TRY IT: Could you please transcribe the data exactly, without the pictures?

(Referring expression pointing data)
━━━━━━━━

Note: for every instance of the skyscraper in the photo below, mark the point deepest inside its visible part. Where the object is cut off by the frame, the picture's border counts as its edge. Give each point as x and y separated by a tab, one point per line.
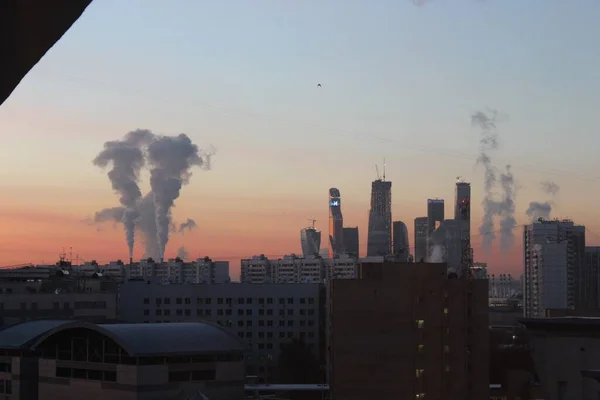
336	222
310	239
351	241
379	237
401	248
420	239
554	259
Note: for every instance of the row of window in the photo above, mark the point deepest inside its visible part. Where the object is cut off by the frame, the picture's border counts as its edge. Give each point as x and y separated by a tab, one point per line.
229	300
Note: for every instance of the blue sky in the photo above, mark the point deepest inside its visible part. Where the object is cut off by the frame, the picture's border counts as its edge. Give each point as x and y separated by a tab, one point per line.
242	75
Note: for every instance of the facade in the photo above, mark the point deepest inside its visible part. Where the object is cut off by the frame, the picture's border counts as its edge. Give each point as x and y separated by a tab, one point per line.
203	270
554	262
294	269
590	285
420	239
263	315
401	246
351	242
406	331
30	294
565	353
310	240
379	236
52	359
336	223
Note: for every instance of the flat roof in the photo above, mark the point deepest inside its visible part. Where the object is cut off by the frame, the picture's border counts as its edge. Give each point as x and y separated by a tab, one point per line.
138	340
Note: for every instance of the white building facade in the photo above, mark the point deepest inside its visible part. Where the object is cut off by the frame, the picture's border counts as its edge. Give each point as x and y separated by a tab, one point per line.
294	269
264	315
551	265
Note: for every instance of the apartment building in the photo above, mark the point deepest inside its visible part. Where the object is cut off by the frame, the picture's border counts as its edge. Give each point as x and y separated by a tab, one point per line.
407	331
203	270
263	315
294	269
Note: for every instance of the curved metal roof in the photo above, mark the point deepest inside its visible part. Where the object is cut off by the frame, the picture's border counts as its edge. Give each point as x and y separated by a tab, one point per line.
136	339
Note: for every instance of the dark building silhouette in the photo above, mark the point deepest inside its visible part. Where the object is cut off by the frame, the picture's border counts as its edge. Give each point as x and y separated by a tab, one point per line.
379	237
351	241
336	222
407	331
420	239
401	246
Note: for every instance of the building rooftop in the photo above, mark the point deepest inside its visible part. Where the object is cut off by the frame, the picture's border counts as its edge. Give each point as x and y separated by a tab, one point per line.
138	340
580	325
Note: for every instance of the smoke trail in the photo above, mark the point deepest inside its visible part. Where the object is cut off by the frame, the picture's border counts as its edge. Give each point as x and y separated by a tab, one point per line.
146	224
182	253
507	209
488	141
550	187
543	210
539	210
114	214
189	225
171	159
436	254
127	159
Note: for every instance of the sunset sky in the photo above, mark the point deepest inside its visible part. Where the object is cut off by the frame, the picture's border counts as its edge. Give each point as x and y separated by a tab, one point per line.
399	82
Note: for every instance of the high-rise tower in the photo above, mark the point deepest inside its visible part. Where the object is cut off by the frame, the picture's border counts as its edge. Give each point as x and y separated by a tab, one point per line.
462	214
336	222
379	237
401	249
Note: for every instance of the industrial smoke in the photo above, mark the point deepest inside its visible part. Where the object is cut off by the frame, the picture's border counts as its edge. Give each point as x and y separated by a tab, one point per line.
170	160
501	206
189	225
538	209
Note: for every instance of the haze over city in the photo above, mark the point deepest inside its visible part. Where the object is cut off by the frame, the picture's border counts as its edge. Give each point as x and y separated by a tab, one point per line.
398	82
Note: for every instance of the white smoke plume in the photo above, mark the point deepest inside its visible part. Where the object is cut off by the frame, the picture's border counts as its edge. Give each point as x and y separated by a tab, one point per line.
436	254
189	225
170	159
504	206
127	159
543	210
182	253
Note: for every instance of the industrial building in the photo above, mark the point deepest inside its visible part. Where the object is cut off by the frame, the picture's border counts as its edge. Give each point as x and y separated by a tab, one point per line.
263	315
408	331
554	263
52	359
294	269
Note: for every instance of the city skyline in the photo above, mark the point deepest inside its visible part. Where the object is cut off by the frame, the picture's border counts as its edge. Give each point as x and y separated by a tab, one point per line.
259	193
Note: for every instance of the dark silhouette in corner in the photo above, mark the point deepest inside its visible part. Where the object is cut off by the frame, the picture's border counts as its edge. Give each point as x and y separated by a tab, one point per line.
29	28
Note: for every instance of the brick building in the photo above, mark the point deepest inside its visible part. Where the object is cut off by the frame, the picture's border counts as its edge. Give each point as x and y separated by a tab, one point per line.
407	331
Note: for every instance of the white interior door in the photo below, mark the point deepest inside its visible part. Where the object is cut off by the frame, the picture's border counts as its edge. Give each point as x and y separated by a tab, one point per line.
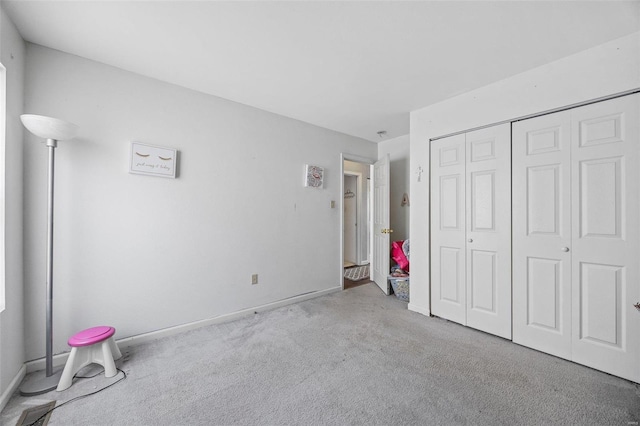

━━━━━━━━

WRITTEN ANSWER:
Note: for every instance of the skyscraper in the photo below, mark the point deepest inside its visible part. Where the object is cut off by the frame, the picture's border counts as its edge. Give each point as x and y separated by a tab, one point per line.
336	222
310	239
351	241
379	237
401	248
420	239
554	259
Note: for every instance of the row of window in the photo above, mark the point deepest inside its visible part. Where the object is cut off by the frame, the picture's border counts as its edge. Give each point as x and y separated by a tab, one point per line.
229	300
Note: for every instance of the blue sky in the photo above, mark the point deepest inside its visible part. Where the object is cut off by the frame, the picture's border counts as its edge. Give each point as x and y separated by a tab, one point per line.
242	75
Note: for every instance of the facade in the photo above, mark the point deepest inside its visible part. Where the object is cut off by the frame, the picture's border counts as its edge. Give each point as x and y separated by a tab, one point per line.
203	270
554	262
294	269
590	285
420	239
263	315
401	246
351	242
406	331
30	294
565	353
310	240
379	236
52	359
336	223
Note: for every instance of the flat roof in the photo above, mark the point deepest inside its visible part. Where the object is cut off by the frame, the picture's border counts as its edge. Give each point as x and y separated by a tab, one point per line.
138	340
Note: for every instance of the white building facade in the photo above, mark the point deepest inside its visible part. Where the object is cut off by the frame, the picture's border counts as its edge. Give each point as x and y separated by a tab, one point per line.
294	269
264	315
551	265
Note: for every instance of the apartment building in the photo above, mark the point deepest inside its visible part. Where the object is cut off by the frame, the picture's border counts as its edge. Give each point as x and y separated by a tab, one point per line.
407	331
203	270
263	315
294	269
Note: for every instance of the curved metal roof in the photo above, mark the point deepest inside its visible part. Where the object is cut off by the frame, the picture's border counts as its edge. Give each point as x and y separated by a tab, one point per line.
136	339
Note: for every instance of the dark building silhouette in the photo above, mark the point deepest inside its visible part. Where the object is cut off by the frame, the picture's border counts as its edge. Give each point as x and y separated by a tab, one point per line.
379	237
351	241
336	222
407	331
420	239
401	246
Note: for every instance of the building rooftop in the photo above, mark the point deepest inside its visible part. Where the object is cut off by the frame, the picture's border counts as its edge. Give each point as x and y separated by a tab, one point per line.
138	340
580	325
Note: for every instance of the smoke trail in the photo above, mark the point deepest inside its visible part. Where the object is cut off by the frame, the picture's border counts as its edge. Give each point as x and y separated by a tab, one point per line.
146	224
182	253
507	209
488	141
550	187
543	210
539	210
114	214
189	225
171	159
436	254
127	159
Note: for every instance of the sunset sky in the photo above, mark the point deepest inside its visible part. Where the object is cut off by the frame, the picture's border counts as its edge. Give each point as x and y separated by a tab, one point per line.
399	82
Note: for every instance of the high-rise tower in the photo above, mark the point deepest inside its visible part. Where the object is cut off by the frame, the picture's border counts as its edge. Give each point as x and y separated by a tab, one point per line.
462	214
336	222
379	237
401	249
Note: for every instance of the industrial smoke in the photo above, mark the point deepest inside its visible part. Where the object is cut off by the frame, the picture's border counts as its edge. Give each point as x and y separated by a tab, one point per line.
170	160
501	206
189	225
538	209
Note: for every instance of the haze over city in the photo above, mark the point deepest inside its visible part. Where the object is cut off by the frame, the picture's border counts as its edge. Give each point as x and y separated by a tab, one point per line.
398	82
Note: for every instance of the white smoke plume in the photo above, mark the point deepest inside its visible part. Where the object is cut off by the frame, the picture's border counts as its edge. Give each point as x and y separated by a tab, one point per line.
436	254
189	225
170	159
504	206
127	159
543	210
182	253
Note: for every instance of the industrial building in the photo above, mark the point deepest inside its visible part. Where the object is cut off by the frame, the picture's border counts as its edge. Give each point as x and y separated by a tab, one point per line.
263	315
408	331
554	263
52	359
294	269
Note: for every instance of the city skyline in the photo above, mark the point deepest inside its visible part. Where the object is cut off by the frame, the picture's border counts as its edge. Give each point as x and y separated by a tab, one point per line.
259	193
Note: for every instance of the dark silhouette in corner in the photo above, mark the point deepest inside its visible part. Where the object is cut off by the frame, the picture's border counts as its edge. Give each point as x and y separated by a tab, one point per line.
29	28
Note: for every instance of the brick building in the photo above, mark the point deepest inside its visible part. Where the object is cut off by the frame, the picture's border counts as its edge. Give each point as x and y separated by a tab, one point per line.
407	331
Note: for every instance of the white interior door in the photo below, mark the point deepest inside its visible part. Where the object is cut off by the frame, the picture's border counts as its edge. Give each point as x and y separated by a tab, one point per line.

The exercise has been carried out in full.